_Record set:_
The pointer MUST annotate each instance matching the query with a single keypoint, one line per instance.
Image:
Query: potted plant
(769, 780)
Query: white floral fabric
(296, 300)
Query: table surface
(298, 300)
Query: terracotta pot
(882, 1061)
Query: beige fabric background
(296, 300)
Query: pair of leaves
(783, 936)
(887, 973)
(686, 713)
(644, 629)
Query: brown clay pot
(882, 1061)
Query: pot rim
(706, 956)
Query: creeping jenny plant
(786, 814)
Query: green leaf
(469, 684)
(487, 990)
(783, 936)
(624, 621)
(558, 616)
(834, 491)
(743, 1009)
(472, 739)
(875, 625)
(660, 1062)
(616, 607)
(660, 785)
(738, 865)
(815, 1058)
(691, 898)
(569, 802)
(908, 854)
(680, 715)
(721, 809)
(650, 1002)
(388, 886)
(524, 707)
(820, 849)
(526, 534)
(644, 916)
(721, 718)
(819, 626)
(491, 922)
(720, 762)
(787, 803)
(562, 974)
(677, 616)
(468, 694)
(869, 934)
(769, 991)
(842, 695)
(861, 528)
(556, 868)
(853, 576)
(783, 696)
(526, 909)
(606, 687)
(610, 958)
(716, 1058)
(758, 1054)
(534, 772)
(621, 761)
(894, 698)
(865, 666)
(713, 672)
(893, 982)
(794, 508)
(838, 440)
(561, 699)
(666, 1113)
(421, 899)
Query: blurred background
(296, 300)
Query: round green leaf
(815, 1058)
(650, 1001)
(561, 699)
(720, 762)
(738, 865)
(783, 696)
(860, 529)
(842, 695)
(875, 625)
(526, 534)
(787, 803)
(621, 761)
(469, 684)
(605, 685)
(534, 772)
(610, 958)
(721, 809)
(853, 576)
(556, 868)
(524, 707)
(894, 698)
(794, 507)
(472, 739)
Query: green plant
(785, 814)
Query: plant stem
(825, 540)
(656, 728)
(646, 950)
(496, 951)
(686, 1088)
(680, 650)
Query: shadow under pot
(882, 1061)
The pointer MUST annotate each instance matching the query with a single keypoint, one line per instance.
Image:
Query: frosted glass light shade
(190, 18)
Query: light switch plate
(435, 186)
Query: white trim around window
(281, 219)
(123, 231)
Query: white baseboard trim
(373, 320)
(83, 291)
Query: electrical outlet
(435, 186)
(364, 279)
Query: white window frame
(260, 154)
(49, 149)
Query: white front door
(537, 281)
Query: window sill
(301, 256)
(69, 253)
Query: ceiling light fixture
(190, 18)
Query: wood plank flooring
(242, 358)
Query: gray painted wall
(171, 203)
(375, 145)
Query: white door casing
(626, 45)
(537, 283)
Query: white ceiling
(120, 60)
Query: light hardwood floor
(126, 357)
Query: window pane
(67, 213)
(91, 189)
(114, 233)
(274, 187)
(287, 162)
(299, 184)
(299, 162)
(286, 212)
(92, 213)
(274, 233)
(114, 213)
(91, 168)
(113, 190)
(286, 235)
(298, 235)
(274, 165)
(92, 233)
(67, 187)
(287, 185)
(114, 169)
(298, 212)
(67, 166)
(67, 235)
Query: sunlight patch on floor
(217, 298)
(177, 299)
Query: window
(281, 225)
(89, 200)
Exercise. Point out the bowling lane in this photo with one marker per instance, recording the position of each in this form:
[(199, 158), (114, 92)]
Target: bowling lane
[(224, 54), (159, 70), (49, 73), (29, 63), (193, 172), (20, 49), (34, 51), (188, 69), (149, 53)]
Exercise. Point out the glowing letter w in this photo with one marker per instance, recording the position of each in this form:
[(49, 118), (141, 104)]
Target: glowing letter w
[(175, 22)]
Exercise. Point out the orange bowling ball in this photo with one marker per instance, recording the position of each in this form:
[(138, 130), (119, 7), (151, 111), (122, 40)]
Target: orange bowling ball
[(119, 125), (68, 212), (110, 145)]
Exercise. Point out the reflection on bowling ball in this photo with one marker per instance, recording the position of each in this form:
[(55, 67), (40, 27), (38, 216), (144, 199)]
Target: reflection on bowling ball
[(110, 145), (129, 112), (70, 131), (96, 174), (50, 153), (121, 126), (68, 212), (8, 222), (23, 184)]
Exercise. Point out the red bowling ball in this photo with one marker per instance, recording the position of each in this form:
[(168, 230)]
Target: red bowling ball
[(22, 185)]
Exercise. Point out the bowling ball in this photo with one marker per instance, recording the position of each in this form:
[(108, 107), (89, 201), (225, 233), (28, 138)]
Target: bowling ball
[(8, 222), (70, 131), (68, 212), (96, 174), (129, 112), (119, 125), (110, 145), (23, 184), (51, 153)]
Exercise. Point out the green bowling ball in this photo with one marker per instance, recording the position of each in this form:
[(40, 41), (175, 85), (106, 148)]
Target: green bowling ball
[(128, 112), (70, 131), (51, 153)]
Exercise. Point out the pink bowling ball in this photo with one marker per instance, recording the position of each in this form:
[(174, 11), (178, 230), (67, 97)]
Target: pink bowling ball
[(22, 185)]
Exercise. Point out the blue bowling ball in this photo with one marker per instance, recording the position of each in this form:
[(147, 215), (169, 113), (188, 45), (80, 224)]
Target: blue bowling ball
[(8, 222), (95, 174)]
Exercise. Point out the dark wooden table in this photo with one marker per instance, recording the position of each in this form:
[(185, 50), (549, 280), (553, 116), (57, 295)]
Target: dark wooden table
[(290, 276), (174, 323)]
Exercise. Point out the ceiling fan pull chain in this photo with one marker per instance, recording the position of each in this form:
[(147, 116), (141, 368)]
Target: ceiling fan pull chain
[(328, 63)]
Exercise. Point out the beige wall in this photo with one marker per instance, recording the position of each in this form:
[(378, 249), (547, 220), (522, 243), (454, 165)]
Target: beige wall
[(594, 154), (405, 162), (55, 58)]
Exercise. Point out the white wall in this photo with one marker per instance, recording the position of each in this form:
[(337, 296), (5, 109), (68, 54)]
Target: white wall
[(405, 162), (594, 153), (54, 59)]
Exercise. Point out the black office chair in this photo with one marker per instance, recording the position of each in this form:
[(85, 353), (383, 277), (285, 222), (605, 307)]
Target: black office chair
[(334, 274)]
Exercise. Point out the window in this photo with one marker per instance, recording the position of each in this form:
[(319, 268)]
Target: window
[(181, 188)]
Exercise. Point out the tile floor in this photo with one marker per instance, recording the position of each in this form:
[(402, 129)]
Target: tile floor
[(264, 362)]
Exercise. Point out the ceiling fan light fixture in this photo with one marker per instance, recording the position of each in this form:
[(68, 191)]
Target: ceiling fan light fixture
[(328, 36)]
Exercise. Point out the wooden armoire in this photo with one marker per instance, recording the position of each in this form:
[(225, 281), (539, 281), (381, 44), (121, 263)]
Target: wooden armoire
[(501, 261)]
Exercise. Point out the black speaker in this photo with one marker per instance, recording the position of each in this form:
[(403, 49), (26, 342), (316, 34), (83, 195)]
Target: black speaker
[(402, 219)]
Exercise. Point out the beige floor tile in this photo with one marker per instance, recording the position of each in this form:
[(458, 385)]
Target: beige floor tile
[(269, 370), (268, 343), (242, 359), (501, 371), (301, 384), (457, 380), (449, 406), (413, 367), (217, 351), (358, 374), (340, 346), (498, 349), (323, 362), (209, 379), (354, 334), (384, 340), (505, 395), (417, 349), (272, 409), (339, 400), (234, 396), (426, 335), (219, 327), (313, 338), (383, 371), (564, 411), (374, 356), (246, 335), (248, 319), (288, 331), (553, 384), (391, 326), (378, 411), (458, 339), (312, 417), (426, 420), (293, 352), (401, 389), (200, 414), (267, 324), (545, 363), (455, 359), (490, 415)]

_Exercise aim:_
Each line above must be reproduced exactly as it stands.

_The output:_
The pointer MUST annotate each instance matching the query with a single keypoint, one line per instance.
Image:
Query: potted plant
(769, 780)
Query: white floral fabric
(296, 300)
Query: table surface
(298, 300)
Query: terracotta pot
(882, 1061)
Query: beige fabric background
(296, 300)
Query: pair of leaves
(783, 936)
(887, 973)
(686, 713)
(644, 629)
Query: brown clay pot
(882, 1061)
Query: pot rim
(706, 956)
Query: creeping jenny plant
(786, 814)
Query: green leaf
(469, 684)
(487, 990)
(783, 936)
(624, 621)
(558, 616)
(834, 491)
(743, 1009)
(472, 739)
(875, 625)
(660, 1062)
(616, 607)
(660, 785)
(738, 865)
(815, 1058)
(691, 898)
(569, 802)
(908, 854)
(680, 715)
(721, 809)
(650, 1002)
(388, 886)
(524, 707)
(820, 849)
(526, 534)
(644, 916)
(721, 718)
(819, 626)
(491, 922)
(720, 762)
(787, 803)
(562, 974)
(677, 616)
(468, 694)
(869, 934)
(769, 991)
(842, 695)
(861, 528)
(556, 868)
(853, 576)
(783, 696)
(526, 909)
(606, 687)
(610, 958)
(716, 1058)
(758, 1054)
(534, 772)
(621, 761)
(894, 698)
(865, 666)
(713, 672)
(893, 982)
(794, 508)
(838, 440)
(561, 699)
(666, 1113)
(421, 899)
Query: blurred background
(296, 300)
Query: round green leaf
(815, 1058)
(650, 1001)
(561, 699)
(720, 762)
(738, 865)
(783, 696)
(860, 529)
(842, 695)
(875, 625)
(526, 534)
(787, 803)
(621, 761)
(469, 684)
(605, 685)
(534, 772)
(610, 958)
(721, 809)
(853, 576)
(556, 868)
(524, 707)
(894, 698)
(794, 507)
(472, 739)
Query: green plant
(785, 814)
Query: plant stem
(825, 540)
(656, 728)
(646, 950)
(496, 951)
(686, 1088)
(680, 650)
Query: shadow under pot
(882, 1061)
The pointer MUST annotate each instance matching the query with a single keypoint, one line per instance.
Image:
Query: frosted glass light shade
(190, 18)
Query: light switch plate
(435, 186)
Query: white trim around window
(281, 219)
(123, 231)
Query: white baseboard trim
(373, 320)
(83, 291)
Query: electrical outlet
(435, 186)
(364, 279)
Query: white window frame
(260, 154)
(49, 149)
Query: white front door
(537, 281)
Query: window sill
(301, 256)
(69, 253)
Query: ceiling light fixture
(190, 18)
Query: wood plank flooring
(242, 358)
Query: gray painted wall
(171, 203)
(375, 145)
Query: white door casing
(626, 45)
(537, 283)
Query: white ceiling
(120, 60)
Query: light hardwood floor
(126, 357)
Query: window pane
(67, 213)
(91, 189)
(114, 233)
(274, 187)
(287, 162)
(299, 184)
(299, 162)
(286, 212)
(92, 213)
(274, 233)
(114, 213)
(91, 168)
(113, 190)
(286, 235)
(298, 235)
(274, 165)
(92, 233)
(67, 187)
(287, 185)
(114, 169)
(298, 212)
(67, 166)
(67, 235)
Query: sunlight patch on floor
(217, 298)
(177, 299)
Query: window
(281, 225)
(89, 200)
Exercise. Point out the bowling lane in this photo with one marker per instance, recording the position of each in this form:
[(199, 158), (114, 92)]
Target: bowling lane
[(224, 54), (159, 70), (49, 73), (29, 63), (193, 172), (20, 49), (34, 51), (188, 69), (149, 53)]
Exercise. Point out the glowing letter w in this photo with one marker per instance, recording the position of each in this form:
[(49, 118), (141, 104)]
Target: glowing letter w
[(175, 22)]
Exercise. Point out the orange bowling ball in this photo with one marker per instance, recording the position of each in this form:
[(138, 130), (119, 7), (151, 111), (122, 40)]
Target: orange bowling ball
[(119, 125), (68, 212), (110, 145)]
Exercise. Point out the reflection on bowling ball in this photo with one marker per instance, recording the position of each in this form:
[(55, 67), (40, 27), (38, 216), (144, 199)]
Target: reflection on bowling ball
[(110, 145), (129, 112), (70, 131), (96, 174), (50, 153), (121, 126), (68, 212), (8, 222), (23, 184)]
Exercise. Point out the red bowling ball in this photo with one marker per instance, recording the position of each in this form:
[(168, 230)]
Target: red bowling ball
[(22, 185)]
Exercise. Point out the bowling ball in this photo with one marker per instance, recording the position of each in this form:
[(108, 107), (89, 201), (225, 233), (28, 138)]
Target: bowling ball
[(8, 222), (70, 131), (68, 212), (96, 174), (129, 112), (119, 125), (110, 145), (23, 184), (51, 153)]
Exercise. Point out the green bowling ball in this photo with one marker per instance, recording the position of each in this form:
[(40, 41), (175, 85), (106, 148)]
Target: green bowling ball
[(128, 112), (70, 131), (51, 153)]
Exercise. Point out the pink bowling ball in this photo with one marker per instance, recording the position of each in this form:
[(174, 11), (178, 230), (67, 97)]
Target: pink bowling ball
[(22, 185)]
Exercise. Point out the blue bowling ball in this photo with one marker per instance, recording the position of each in this form:
[(147, 215), (169, 113), (188, 45), (80, 224)]
Target: blue bowling ball
[(8, 222), (95, 174)]
Exercise. Point out the dark wooden table in this photo with one marker per instance, recording the position of each in this form:
[(185, 50), (549, 280), (553, 116), (57, 295)]
Target: dark wooden table
[(290, 276), (174, 323)]
Exercise. Point out the ceiling fan pull chain in this photo with one marker per instance, recording the position of each in this form:
[(147, 116), (141, 368)]
Target: ceiling fan pull chain
[(328, 63)]
Exercise. Point out the beige wall in this photo with one marker per instance, recording the position of each in this form:
[(378, 249), (547, 220), (522, 243), (454, 165)]
Target: beige wall
[(594, 154), (405, 162), (55, 58)]
Exercise. Point out the white wall in this photo with one marker per instance, recording the position of each in this form:
[(337, 296), (5, 109), (68, 54)]
Target: white wall
[(405, 162), (594, 153), (54, 59)]
Exercise. Point out the black office chair in this photo with one marker per instance, recording the position of each in this form:
[(85, 353), (383, 277), (285, 222), (605, 307)]
Target: black office chair
[(334, 274)]
Exercise. Point out the window in this photo with one marker per instance, recording the position of each in this form:
[(319, 268)]
Target: window
[(181, 188)]
Exercise. Point out the tile floor in this photo with one marker per instance, recording the position of each in this form:
[(402, 129)]
Target: tile floor
[(264, 362)]
Exercise. Point out the ceiling fan light fixture in this photo with one marker per instance, recording the position of each in this form:
[(68, 191)]
Target: ceiling fan light fixture
[(328, 36)]
Exercise. Point out the wooden armoire in this photo with one marker per instance, recording the position of each in this form:
[(225, 281), (539, 281), (381, 44), (121, 263)]
Target: wooden armoire
[(501, 261)]
Exercise. Point out the black speaker in this photo with one marker per instance, recording the position of each in this form:
[(403, 49), (26, 342), (316, 34), (83, 195)]
Target: black speaker
[(402, 219)]
Exercise. Point out the beige floor tile in this photo with one marker per instance, recording the position of each in this form:
[(458, 385)]
Target: beige floor tile
[(269, 370), (268, 343), (242, 359), (501, 371), (301, 384), (457, 380), (449, 406), (413, 367), (217, 351), (358, 374), (340, 346), (498, 349), (323, 362), (209, 379), (354, 334), (384, 340), (505, 395), (417, 349), (272, 409), (339, 400), (234, 396), (426, 335), (219, 327), (313, 338), (383, 371), (564, 411), (374, 356), (246, 335), (248, 319), (288, 331), (553, 384), (391, 326), (378, 411), (458, 339), (312, 417), (426, 420), (293, 352), (401, 389), (200, 414), (267, 324), (545, 363), (455, 359), (490, 415)]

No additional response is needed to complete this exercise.